## TEXT
=-=-=
I’m Pretending to Work

Richard Mertens
The Haven
Published in
4 min readFeb 15, 2019

Slow day at work. I’m writing this so it looks like I’m very, very busy. That way people will think I’m being nice when I take a break from my “very important document” to help them. I’m projecting the illusion that I’m putting the customer first, when in reality the typing is just an alternative to staring blankly at the wall. My co-workers may think: “Oh Richard, you’re wasting company time and typing nonsense.” But I think people who try to bring you down with that kind of negativity are people you don’t need in your life.

Typing is fun. It’s cool to see words that I think in my head-brain displayed on a screen. It’s also pretty cool to see the plethora of red squiggles under every other word I type because my spelling is atrocious. It took me 25 tries to spell “atrocious” right. I also don’t do anything to help my poor spelling habits. Sometimes I’ll just throw a ‘J’ somewhere doesn’t belong for laughs. People may think it’s weird, but personally I find it hilarjious.

Anyjway, I almost feel bad about hammering nonsense into this keyboard while everyone else is hard at work. Unless, of course, everyone else is ALSO just pretending to work until they are assigned an actual task. It’s crazy to imagine 15 to 20 people all over the building hanging out, writing fake documents, thinking they are the only one not working. That most likely isn’t the case, but it makes me feel better about distracting myself so my eyes don’t permanently cross from boredom.
=-=-=
## DIRECTIVE 1
Decide whether each statement agrees with the essay about pretending to work: (a) The writer needed 25 tries to spell "atrocious" correctly. (b) The writer makes an effort to fix poor spelling habits. (c) The writer is certain that everyone else in the building is also pretending to work.
## DIRECTIVE 2
Copy out the essay about pretending to work from the words "I’m Pretending to" up to and including the words "in your life.".
=-=-=
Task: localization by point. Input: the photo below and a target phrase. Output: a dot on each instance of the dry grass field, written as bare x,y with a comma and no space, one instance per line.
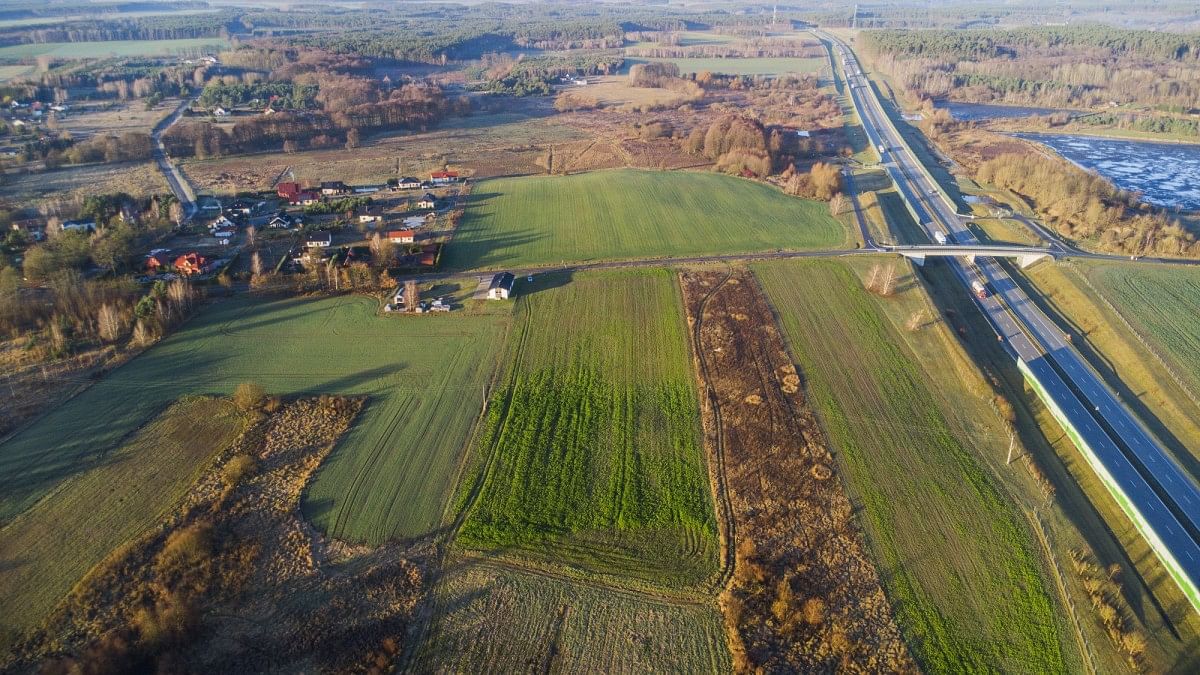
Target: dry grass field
49,548
499,619
137,178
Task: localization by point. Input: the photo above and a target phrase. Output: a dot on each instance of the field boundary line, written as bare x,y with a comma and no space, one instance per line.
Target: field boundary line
1085,647
717,473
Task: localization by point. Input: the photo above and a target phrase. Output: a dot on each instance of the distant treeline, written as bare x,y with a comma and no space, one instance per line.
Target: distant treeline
413,106
994,43
163,27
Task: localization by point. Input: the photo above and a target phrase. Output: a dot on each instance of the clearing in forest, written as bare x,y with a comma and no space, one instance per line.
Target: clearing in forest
591,454
631,214
957,557
390,477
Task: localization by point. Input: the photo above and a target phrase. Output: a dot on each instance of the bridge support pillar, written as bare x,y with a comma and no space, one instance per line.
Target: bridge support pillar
1026,261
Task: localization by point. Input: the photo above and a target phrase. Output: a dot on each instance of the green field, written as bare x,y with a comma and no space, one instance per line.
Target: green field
501,620
113,48
955,556
629,214
763,66
52,545
594,447
1164,304
391,475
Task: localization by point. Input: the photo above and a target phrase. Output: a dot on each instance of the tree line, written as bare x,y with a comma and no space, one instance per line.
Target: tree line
1085,207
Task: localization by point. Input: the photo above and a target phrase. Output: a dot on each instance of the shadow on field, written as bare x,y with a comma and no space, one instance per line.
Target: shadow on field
540,282
353,381
487,251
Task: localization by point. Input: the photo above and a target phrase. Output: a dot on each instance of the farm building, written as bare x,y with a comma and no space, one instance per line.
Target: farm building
501,286
319,239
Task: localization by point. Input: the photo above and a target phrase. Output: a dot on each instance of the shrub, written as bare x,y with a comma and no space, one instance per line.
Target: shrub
239,467
249,395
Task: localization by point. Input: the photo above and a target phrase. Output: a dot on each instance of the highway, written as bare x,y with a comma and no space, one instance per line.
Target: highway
1125,453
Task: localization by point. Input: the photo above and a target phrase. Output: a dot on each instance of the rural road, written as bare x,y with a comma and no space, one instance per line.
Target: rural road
1164,499
175,179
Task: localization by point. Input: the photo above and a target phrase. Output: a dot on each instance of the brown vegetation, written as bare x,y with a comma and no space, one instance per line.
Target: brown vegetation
804,596
233,580
1103,589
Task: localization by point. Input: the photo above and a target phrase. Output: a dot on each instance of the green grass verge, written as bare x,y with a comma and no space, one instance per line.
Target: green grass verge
51,547
1163,303
594,438
631,214
389,477
763,66
501,620
957,561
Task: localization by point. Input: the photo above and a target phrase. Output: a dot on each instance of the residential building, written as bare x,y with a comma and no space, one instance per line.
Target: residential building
334,187
322,239
191,263
288,190
401,236
78,226
501,286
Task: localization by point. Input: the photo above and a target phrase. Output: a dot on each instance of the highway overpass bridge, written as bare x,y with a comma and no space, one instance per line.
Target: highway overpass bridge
1024,255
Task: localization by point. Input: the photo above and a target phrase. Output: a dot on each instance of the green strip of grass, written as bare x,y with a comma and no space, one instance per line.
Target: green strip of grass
594,440
957,560
631,214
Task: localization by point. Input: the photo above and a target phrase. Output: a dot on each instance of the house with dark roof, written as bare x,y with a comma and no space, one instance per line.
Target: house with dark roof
322,239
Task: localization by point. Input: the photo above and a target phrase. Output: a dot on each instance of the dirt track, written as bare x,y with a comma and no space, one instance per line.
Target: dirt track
802,593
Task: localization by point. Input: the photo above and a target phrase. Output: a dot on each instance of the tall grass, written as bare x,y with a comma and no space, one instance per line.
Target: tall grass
957,559
594,438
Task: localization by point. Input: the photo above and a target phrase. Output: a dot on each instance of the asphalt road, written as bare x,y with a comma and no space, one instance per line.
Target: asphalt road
1165,497
175,179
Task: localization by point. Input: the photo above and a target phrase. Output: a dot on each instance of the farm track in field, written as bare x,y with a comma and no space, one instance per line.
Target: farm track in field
729,525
=-=-=
## FULL OUTPUT 1
(a) Yes: "It took me 25 tries to spell “atrocious” right."
(b) No: "I also don’t do anything to help my poor spelling habits."
(c) No: "That most likely isn’t the case"

## FULL OUTPUT 2
I’m Pretending to Work

Richard Mertens
The Haven
Published in
4 min readFeb 15, 2019

Slow day at work. I’m writing this so it looks like I’m very, very busy. That way people will think I’m being nice when I take a break from my “very important document” to help them. I’m projecting the illusion that I’m putting the customer first, when in reality the typing is just an alternative to staring blankly at the wall. My co-workers may think: “Oh Richard, you’re wasting company time and typing nonsense.” But I think people who try to bring you down with that kind of negativity are people you don’t need in your life.